* EXERCISE OBJECTIVE *
Render this sentence from the travel piece about Dyess, Arkansas, in Spanish: "Jessica Ross, a young tour guide, directed us through the building."

* DOCUMENT EXCERPT *
◆ ◆ ◆ ◆ ◆ ◆ ◆

A fter visiting the restored boyhood home of Johnny Cash in Dyess, Arkansas, I circled back to the historic Dyess Colony Administration Building, a plantation-style structure that dominates the quiet town center. Jessica Ross, a young tour guide, directed us through the building. It was her first day after working at the Southern Tenant Farmers Museum, another historic tourism site, in nearby Tyronza.
“You must really like being here,” I enthused, excited about my newfound connection with the legendary country singer. Ross concurred, but she had one reservation: “I sure am going to miss eating lunch every day at Tyboogie’s,” said Ross, whose new job is now 15 miles away from the restaurant. “I’m crazy about that place.”

◆ ◆ ◆ ◆ ◆ ◆ ◆

* PROVIDED MATERIAL *
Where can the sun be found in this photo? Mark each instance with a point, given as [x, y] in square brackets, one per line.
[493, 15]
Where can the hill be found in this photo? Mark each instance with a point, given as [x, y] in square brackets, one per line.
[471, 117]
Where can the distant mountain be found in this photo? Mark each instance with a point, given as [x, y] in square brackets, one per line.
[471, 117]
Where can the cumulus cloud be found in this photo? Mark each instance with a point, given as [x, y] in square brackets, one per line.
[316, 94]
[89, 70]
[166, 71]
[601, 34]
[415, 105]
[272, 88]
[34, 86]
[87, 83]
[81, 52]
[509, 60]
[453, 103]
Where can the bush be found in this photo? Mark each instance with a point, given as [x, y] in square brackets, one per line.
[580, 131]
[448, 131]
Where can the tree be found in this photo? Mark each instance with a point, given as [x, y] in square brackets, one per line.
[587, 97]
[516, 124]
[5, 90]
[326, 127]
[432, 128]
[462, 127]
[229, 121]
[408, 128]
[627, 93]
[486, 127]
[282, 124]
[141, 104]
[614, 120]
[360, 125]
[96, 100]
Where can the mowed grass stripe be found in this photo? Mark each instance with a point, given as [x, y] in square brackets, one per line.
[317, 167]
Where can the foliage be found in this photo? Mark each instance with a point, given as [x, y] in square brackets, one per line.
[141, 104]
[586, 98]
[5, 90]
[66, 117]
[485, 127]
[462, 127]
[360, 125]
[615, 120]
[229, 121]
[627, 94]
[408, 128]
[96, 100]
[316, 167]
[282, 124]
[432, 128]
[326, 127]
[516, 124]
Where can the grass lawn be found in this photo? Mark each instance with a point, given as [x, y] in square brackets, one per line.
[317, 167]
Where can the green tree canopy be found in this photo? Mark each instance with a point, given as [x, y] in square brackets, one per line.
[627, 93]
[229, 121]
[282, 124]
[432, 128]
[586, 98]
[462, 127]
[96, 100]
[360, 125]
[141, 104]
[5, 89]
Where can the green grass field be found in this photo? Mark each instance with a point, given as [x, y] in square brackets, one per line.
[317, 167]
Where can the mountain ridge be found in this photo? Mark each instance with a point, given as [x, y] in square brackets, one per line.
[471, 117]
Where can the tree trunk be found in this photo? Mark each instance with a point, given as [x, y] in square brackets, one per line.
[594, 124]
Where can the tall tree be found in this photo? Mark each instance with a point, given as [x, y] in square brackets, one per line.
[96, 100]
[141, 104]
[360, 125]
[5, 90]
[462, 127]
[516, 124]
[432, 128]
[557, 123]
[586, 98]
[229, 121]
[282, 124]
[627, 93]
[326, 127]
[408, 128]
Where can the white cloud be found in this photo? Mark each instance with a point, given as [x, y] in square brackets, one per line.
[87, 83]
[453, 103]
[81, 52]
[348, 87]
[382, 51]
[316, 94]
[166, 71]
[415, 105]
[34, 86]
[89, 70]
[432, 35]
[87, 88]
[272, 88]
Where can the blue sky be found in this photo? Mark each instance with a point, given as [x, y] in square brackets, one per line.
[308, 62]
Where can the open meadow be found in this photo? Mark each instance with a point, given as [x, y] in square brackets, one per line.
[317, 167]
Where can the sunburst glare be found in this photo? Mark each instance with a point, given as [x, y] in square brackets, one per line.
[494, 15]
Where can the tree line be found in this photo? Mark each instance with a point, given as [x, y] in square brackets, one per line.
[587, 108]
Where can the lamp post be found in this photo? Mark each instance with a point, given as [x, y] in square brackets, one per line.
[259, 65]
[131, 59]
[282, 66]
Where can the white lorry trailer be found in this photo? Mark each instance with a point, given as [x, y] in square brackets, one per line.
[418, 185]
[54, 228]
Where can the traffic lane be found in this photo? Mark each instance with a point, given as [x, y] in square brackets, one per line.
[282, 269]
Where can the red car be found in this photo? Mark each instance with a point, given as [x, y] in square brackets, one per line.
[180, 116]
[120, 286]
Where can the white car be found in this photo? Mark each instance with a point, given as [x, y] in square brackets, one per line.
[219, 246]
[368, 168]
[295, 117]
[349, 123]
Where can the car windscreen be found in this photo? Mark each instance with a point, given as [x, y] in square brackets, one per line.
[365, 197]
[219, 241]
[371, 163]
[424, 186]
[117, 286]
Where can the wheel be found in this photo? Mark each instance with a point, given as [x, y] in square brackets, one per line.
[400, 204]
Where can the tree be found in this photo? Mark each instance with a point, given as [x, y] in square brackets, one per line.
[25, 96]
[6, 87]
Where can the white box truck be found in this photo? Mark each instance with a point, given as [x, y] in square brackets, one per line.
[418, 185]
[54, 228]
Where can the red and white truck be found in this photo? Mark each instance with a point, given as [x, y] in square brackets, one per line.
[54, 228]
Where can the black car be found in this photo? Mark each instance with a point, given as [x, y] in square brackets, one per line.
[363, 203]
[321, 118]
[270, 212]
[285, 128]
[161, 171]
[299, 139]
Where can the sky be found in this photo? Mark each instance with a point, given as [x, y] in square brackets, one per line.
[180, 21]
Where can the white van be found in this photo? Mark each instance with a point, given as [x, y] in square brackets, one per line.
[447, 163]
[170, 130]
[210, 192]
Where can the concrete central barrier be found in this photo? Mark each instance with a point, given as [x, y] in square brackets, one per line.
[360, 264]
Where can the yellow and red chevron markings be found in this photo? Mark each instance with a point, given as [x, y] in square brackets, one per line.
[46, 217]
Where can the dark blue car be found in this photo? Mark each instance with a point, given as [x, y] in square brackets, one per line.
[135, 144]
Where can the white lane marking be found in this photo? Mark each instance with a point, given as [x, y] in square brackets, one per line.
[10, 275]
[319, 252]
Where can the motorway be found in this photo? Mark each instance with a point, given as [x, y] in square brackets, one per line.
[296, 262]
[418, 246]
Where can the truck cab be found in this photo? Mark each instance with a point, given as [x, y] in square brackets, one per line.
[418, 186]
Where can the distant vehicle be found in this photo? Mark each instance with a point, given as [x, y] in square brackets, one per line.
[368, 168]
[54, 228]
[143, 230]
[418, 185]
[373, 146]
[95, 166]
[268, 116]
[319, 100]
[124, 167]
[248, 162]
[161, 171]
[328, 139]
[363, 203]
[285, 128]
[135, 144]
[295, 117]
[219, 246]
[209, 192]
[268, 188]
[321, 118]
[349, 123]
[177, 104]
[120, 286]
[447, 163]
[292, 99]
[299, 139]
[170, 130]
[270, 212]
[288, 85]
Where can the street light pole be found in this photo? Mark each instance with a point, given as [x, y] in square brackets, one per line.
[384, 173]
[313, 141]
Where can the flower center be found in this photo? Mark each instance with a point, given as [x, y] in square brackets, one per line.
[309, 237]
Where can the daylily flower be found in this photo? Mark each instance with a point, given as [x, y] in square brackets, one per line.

◆ ◆ ◆ ◆ ◆ ◆ ◆

* SOLUTION FOR THIS EXERCISE *
Jessica Ross, una joven guía turística, nos guió por el edificio.